● YOUR GOAL: Would you transcribe all of the data exactly, down to the last character?

===

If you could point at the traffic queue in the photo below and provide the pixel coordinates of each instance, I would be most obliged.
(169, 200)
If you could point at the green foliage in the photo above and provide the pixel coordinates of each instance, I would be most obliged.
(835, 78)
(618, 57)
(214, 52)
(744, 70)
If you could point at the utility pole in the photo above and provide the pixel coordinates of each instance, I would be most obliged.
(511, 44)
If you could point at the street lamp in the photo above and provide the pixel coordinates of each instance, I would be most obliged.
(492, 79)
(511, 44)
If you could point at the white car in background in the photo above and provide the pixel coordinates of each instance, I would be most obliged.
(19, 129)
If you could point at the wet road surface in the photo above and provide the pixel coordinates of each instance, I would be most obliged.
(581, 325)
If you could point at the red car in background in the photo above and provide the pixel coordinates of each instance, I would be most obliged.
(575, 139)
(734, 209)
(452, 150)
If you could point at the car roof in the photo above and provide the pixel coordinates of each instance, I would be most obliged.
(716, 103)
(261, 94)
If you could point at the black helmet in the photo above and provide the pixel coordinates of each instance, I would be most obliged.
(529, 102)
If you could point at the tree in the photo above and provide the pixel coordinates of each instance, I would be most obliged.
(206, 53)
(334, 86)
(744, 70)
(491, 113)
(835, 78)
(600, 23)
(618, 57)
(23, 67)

===

● SOLUTION FOR THIS PROBLEM:
If you could point at the traffic queue in the photo below and provide the pixel coordinates of each instance, I would be most obliged.
(169, 200)
If you could point at the green foliage in the photo above and provide the pixel coordinates of each instance, I would be most obliged.
(835, 78)
(618, 57)
(214, 52)
(744, 70)
If you could point at the utility pole in the photo above and provide the pixel coordinates of each instance, I would be most obliged.
(511, 44)
If you could point at the street lamp in the photo above and provide the pixel coordinates of each instance, I would be most obliged.
(492, 79)
(511, 44)
If you could point at the white car in background in the photo above and provide the pixel coordinates of each instance, I would be most obliged.
(19, 129)
If you could point at the wet road surface in the photo above and provide the pixel coordinates of each instance, I would be most obliged.
(581, 325)
If you could point at the red car in background in the photo above and provide the pixel coordinates of each instance, I would be most obliged.
(575, 139)
(734, 209)
(452, 150)
If you could point at the car roof in the photo above and provide the pixel coordinates of each instance, I would be most obliged.
(716, 103)
(261, 94)
If you could point at the black helmet in the photo above and provide the pixel coordinates of each instance, I would be most obliged.
(529, 102)
If you could point at the tree in the photo above and provide the pixel coordinates of each instance, I would be most obliged.
(206, 53)
(334, 86)
(744, 70)
(491, 113)
(835, 78)
(600, 23)
(618, 57)
(23, 67)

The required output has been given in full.